Required task: Copy each item below word for word, line by line, with no changes.

Given information:

_ _ _ _ _ _ _

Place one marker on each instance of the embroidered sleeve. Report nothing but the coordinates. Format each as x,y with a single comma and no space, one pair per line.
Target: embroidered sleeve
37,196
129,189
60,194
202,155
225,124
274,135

_ _ _ _ _ _ _

Worked answer:
Place one marker on each instance of the embroidered sleeve. Report nothing but the coordinates. Format each as x,y with a single comma and no space, one pair per line.
Target: embroidered sleeve
37,196
129,189
60,194
202,155
225,124
274,135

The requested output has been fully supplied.